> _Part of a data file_

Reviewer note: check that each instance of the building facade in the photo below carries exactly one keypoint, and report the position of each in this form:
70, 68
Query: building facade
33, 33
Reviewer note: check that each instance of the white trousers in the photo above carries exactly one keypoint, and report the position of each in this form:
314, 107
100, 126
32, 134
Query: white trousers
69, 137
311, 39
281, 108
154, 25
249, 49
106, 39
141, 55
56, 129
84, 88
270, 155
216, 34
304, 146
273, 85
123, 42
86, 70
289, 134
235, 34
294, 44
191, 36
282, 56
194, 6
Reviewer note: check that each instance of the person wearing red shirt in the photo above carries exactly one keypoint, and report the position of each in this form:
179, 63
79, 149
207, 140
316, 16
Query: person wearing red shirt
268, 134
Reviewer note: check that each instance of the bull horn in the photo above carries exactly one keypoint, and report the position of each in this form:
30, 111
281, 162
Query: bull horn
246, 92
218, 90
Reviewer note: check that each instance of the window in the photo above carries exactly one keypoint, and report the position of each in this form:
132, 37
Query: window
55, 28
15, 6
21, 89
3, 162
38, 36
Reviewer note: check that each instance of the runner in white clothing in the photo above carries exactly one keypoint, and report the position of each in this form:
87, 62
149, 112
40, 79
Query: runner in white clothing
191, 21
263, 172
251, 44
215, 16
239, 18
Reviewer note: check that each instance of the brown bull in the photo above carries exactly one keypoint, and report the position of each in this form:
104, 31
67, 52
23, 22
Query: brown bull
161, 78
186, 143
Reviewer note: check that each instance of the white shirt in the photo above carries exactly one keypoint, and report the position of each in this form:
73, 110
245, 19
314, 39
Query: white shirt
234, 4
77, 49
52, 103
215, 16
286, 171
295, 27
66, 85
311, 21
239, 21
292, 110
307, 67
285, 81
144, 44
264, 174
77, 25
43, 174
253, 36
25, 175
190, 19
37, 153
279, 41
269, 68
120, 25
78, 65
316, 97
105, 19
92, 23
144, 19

> _TASK REQUIREMENTS_
Edit the records so that "keypoint" becomes "marker" everywhere it occurs, with every other line left unchanged.

> _RESPONSE FOR THIS EXERCISE_
Reviewer note: check that each instance of the building facade in the photo below carries exactly one marker, and report the position of each in this form:
70, 68
Query: building facade
33, 33
Reviewer note: check that each instance of the white trousers in the photo above carries exactly one marker, and report the position of each in this form:
314, 107
100, 126
32, 134
Query: white trousers
69, 137
311, 39
281, 108
154, 25
249, 49
106, 39
141, 55
56, 129
84, 88
270, 155
216, 34
304, 146
273, 85
123, 42
86, 70
289, 134
235, 34
294, 44
191, 36
282, 56
194, 6
Reviewer note: check that each instance of the person wearing red shirt in the photo above carries exactly one marker, and report the position of each in this form:
179, 63
79, 149
207, 140
316, 16
Query: person wearing red shirt
268, 134
Reviewer note: check that each instance of the bull horn in the photo above carries exactly one marker, and report the position of each in this form:
30, 111
281, 162
Query: bull horn
246, 92
218, 90
Reviewer note: check that each instance of the window in the photo above carries exactly one marker, and report the position of each in this form:
132, 37
Query: window
55, 28
15, 6
21, 89
3, 162
38, 36
Reviewer note: check that each instance of the runner in white clothing in the photo above carries exactly one marker, and report the position of each in this form:
87, 62
149, 112
40, 79
Query: runner in white clothing
191, 21
263, 172
251, 44
215, 16
239, 18
Reviewer note: check that each instance of the brown bull in the photo above carries exactly one marker, and report the position of each in this form:
104, 31
67, 52
23, 22
Query: brown bull
161, 78
186, 143
Reviewer note: check that each instance of the white shirt in the photo above carries exactly one marker, and report the position of each in this form:
73, 110
245, 19
314, 39
Query: white shirt
234, 4
77, 49
52, 103
215, 16
286, 171
295, 27
66, 85
311, 21
239, 21
292, 110
307, 67
285, 81
144, 44
264, 174
77, 25
43, 174
253, 36
25, 175
190, 19
37, 153
279, 41
269, 68
120, 25
78, 65
316, 97
105, 19
92, 23
144, 19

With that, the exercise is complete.